:: Stated goal ::
Rewrite the part of the material that opens with the line containing "of the loose" and closes with the line containing "Query: metal pole", both lines included, keeping the requests and their format samples unchanged but multiplying every answer coordinate by 0.25 and rounding to whole numbers, with halves rounded up. Return only that part.

:: Raw data ::
---+---

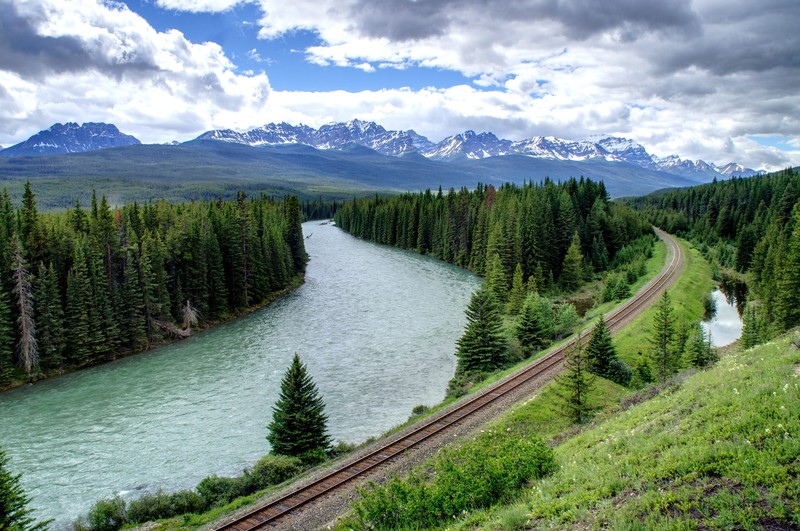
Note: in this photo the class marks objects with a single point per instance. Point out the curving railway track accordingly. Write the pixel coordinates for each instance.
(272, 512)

---+---

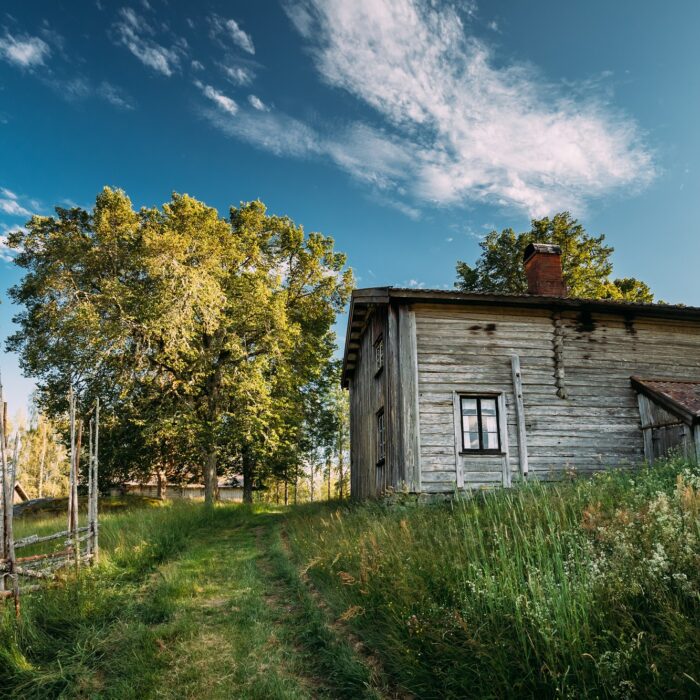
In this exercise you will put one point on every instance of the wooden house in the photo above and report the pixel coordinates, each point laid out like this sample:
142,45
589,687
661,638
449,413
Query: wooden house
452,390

---+---

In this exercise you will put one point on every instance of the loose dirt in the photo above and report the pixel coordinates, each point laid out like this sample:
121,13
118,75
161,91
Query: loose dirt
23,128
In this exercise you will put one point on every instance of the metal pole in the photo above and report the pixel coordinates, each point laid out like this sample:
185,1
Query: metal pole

---+---

:: Response to the exercise ::
In this exercise you will put one point on every instance of the loose dirt in the photo above and report the pixel coordinates, each point laid out like this sample:
121,13
118,75
161,91
Query: loose dirt
6,32
In this exercise you will put one point on every instance of the metal pole in the photo above and report the pixel coordinates, each point laid out like this sample:
185,1
Query: metal pole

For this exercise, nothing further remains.